DOCUMENT PASSAGE:
--- Begin ---

How to Build a Ball Python Egg Incubator




About: I am happily married with one son, two dogs, a ball python, Russian tortoise, and many fish. I like to fossil hunt, all things Jeep, Walt Disney World, camp, hunt & fish, and garden. Anything new appeals...

This is an incubator I built to hatch out Ball Python eggs. It worked very well for me. It was about $150.00 in materials but if you had a cooler laying around, it would be cheaper.

I believe it would work well for other reptile eggs but you will need to read up on the requirements.

This incubator goes together quite quickly and will be able to hold three 10.5 x 7.5 x 4 inch "shoe boxes" per level. You can have two levels in a cooler of this size. It takes about 30 minutes total to assemble once you have all the supplies on hand. It also took about 15 minutes after it was complete to come up to temp and hold it. When you add the Egg boxes with media inside, it will take several hours to rise the media to the proper temperature so allow, at least 24 hours for all to come together prior to needing it!

I am not an electrician and I post this information for reference purposes only. This is simply what works for me. If you have any suggestions for improvements, please feel free to share.

Step 1: Materials

70 Qt Coleman (or similar brand) Xtreme Cooler

Flex Watt Heat Tape 11" Wide Tape (110V) (20 Watts per foot)

Flex Watt Cord With Attached Copper Clip Set

2" Wide Professional Foil Tape (UL Listed)

BAH-1000 Thermostat (1000 Watt Triple Plug-In)

Themometer with Probe

2 Racks (I used raised cookie racks for the bottom rack and a piece of closet rack for the top)

6 Plastic Egg Boxes (Tupperware is great!) around 10 x 8 x 4

Hatch Rite (egg container media)

Various self-tapping screws

Step 2: Assembly

The first step is to thread the power cord for the Flex Watt Cord in through the drain in the cooler. Do not attach the cord to the Flex Watt Tape prior to this step or you will not be able to get the plug through the small drain opening. Once the cord is through the drain so that the plug end is outside the cooler and the bare end is inside the cooler, connect the cord to the Flex Watt Tape as directed by the manufacturer. I then use Aluminum Tape to secure the Flex Watt Tape to the bottom of the Cooler. This is the only "Dangerous" step and you should understand how to safely wire the Flex Watt Tape prior to starting this project. Again, please FOLLOW THE MANUFACTURERS DIRECTIONS to complete the connection. Bear in mind that you are dealing with 110 volts when you plug this in. Do not leave any exposed metal showing either on the Flex Watt Tape or the cord or you will get a SHOCK!

--- End ---

RECORDED DATA:
--- Begin ---

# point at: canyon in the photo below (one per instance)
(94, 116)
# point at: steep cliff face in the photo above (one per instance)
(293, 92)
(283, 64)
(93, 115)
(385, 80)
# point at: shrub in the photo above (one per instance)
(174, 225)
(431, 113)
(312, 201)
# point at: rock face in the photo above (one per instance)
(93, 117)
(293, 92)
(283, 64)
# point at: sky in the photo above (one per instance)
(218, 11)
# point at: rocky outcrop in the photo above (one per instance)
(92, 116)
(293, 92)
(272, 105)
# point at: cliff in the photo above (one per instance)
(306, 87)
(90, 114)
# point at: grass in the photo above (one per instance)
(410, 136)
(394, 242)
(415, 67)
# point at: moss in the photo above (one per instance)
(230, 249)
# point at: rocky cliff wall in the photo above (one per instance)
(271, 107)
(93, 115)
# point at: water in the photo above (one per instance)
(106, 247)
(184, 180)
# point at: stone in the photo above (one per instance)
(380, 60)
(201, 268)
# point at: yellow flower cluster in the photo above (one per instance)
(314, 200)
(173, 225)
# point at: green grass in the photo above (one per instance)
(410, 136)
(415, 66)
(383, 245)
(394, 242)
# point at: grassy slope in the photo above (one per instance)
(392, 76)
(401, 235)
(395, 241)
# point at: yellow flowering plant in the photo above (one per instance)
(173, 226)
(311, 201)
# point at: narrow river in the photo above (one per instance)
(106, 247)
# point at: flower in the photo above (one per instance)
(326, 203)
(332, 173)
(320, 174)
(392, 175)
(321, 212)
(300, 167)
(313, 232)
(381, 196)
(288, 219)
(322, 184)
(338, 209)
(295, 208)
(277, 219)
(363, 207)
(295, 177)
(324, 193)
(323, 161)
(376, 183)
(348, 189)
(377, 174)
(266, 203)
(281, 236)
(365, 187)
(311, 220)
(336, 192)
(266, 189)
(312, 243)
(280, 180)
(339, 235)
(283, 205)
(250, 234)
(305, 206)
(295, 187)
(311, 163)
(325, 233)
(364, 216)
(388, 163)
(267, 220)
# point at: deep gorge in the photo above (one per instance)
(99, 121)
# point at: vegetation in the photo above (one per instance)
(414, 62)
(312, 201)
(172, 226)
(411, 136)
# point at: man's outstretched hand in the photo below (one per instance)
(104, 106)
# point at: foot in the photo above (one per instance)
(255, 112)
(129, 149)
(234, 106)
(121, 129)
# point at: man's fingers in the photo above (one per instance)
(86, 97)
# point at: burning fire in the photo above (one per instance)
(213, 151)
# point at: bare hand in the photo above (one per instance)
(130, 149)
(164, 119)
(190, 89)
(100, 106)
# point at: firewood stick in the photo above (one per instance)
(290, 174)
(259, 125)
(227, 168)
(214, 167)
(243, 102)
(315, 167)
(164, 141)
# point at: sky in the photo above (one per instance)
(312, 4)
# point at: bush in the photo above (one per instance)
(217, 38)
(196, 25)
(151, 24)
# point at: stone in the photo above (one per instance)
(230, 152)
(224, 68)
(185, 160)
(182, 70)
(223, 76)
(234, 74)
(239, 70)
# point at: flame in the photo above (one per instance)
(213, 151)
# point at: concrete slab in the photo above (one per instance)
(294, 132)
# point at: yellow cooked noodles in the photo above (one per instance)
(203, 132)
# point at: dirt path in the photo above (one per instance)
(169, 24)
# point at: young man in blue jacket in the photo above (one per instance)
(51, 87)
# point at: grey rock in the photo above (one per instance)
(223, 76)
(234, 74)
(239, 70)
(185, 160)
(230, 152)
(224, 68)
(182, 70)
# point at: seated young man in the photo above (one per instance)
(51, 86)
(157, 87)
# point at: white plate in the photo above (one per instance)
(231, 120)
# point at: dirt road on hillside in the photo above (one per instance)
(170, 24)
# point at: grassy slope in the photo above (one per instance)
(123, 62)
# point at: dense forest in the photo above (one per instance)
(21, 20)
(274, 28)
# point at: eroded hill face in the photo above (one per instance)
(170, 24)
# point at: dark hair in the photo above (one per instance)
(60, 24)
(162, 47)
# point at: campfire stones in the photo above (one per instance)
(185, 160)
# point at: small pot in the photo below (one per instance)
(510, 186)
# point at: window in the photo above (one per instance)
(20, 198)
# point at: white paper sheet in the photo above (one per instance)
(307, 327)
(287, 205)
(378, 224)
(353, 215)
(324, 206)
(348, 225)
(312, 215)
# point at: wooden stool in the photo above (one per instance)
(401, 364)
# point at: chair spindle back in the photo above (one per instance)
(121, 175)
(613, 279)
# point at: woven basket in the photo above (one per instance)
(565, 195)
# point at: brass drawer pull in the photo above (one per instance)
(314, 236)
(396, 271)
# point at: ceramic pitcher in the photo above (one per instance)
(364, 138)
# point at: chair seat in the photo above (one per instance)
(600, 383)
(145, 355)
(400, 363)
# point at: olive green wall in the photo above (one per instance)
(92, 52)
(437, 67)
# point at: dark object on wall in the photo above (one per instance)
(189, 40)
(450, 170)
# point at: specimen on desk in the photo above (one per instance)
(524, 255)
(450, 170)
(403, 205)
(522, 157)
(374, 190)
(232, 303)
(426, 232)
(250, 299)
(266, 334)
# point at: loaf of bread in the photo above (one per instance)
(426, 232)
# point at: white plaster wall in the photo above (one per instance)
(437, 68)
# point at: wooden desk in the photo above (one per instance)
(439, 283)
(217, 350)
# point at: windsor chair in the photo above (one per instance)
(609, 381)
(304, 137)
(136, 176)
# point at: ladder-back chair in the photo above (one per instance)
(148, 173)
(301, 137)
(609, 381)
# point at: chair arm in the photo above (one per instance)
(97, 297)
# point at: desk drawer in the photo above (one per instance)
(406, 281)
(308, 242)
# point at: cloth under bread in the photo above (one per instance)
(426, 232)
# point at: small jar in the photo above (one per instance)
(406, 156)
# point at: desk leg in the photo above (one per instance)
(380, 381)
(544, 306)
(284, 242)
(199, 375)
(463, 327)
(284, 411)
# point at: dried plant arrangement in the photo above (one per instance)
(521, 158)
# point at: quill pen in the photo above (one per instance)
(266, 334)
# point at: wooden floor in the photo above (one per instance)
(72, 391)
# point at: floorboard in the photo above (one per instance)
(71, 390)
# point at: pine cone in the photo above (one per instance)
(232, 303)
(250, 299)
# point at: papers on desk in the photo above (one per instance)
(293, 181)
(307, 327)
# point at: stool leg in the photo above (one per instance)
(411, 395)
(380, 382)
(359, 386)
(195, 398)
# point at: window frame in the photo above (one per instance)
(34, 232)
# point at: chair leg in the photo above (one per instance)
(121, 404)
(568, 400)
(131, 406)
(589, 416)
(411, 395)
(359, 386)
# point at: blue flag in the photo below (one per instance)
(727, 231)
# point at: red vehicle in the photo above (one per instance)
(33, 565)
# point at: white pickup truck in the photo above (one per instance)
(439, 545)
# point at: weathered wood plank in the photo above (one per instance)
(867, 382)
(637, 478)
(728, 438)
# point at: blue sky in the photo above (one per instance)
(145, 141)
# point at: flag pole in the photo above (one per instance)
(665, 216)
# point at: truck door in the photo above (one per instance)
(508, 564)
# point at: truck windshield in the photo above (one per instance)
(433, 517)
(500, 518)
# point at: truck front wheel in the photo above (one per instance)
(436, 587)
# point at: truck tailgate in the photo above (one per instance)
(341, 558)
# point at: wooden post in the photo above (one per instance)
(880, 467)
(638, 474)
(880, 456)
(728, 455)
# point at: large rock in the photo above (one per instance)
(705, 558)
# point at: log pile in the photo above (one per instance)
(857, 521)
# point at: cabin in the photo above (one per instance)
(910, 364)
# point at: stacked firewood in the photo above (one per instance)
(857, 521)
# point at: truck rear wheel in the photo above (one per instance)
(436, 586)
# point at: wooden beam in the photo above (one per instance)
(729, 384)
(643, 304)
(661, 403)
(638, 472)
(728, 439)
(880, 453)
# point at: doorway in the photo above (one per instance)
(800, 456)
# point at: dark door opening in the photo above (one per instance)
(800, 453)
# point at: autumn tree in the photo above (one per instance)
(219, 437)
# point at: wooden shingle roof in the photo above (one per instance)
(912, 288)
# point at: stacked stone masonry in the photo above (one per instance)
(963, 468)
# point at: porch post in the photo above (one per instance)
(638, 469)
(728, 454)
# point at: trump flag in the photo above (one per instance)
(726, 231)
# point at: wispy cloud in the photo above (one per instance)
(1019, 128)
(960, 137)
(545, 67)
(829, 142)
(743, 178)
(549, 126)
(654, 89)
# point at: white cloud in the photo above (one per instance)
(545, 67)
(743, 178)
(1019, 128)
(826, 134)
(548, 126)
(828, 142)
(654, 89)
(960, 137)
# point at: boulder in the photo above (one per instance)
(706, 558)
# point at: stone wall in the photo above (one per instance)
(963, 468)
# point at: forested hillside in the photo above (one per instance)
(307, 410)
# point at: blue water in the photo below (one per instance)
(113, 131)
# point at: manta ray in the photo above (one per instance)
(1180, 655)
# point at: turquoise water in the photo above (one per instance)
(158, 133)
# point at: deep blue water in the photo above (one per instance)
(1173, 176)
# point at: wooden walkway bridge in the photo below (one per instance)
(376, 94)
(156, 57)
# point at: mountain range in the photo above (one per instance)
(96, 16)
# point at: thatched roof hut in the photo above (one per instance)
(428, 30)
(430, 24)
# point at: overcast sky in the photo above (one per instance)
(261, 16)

--- End ---

PARTS OF THE EXERCISE:
1. From the About section of the incubator guide, list every kind of animal the author keeps.
2. Pick up the incubator guide after its final sentence and continue it.

RESULTS OF THE EXERCISE:
1. Dogs (two), a ball python, a Russian tortoise, and fish (many).

2.
Step 3: Installing the Racking

Next you will need to add the lower wire rack to the bottom of the Cooler just above the heat tape. I like to use the Cooling Racks for Cookies on this level as they have their own raised stands raising them up off the heat source. NEVER PUT EGGS DIRECTLY ON THE HEAT SOURCE. Try to leave about 1 inch clearance between the heat tape and the racking. Measure the inside dimentions of your cooler cl as the walls taper in and trim the rack (if required). I use small tie wraps to ensure the legs on the cookie sheets do not fold shut. Once you have secured the legs, place this rack into the bottom of the Cooler. It will now look like the first picture.

After you have completed mounting the lower rack, you are ready to install the upper rack. I use the white closet wire racks that you can buy at any Home Depot and Lowes for the upper rack. I measure and cut it to fit exactly into the internal shelf that is already built into the Cooler walls. If you did everything else up to this point as I have, it will fit perfectly. If you have modified anything up to this point you can use screws to mount the racking being sure to leave a minimum of 5.5 inches between the lower and upper racks (must make sure you can fit you egg boxes!) The second picture shows the setup with both racks installed.

Step 4: Temperature Control

You're almost done! Now you need your Thermostat. Attach the Thermostat to the front of the Cooler with screws or hooks and plug the Flex Watt Cord into the Thermostat unit. Drill a hole just large enough for the probe to fit through in the lid of the Cooler and feed the probe inside and let it extend down from the top a few inches. Set the desired temperature (88 - 90 degrees for Ball Pythons) on the dial and then plug it into the wall.

Step 5: Testing Your Incubator

NOTE - please setup your cooler well in advance of egg laying to be sure everything is in working order when you need it. It can take some time for you to fine tune the temperature to where you need it and you do not want to have eggs waiting around for you to finish.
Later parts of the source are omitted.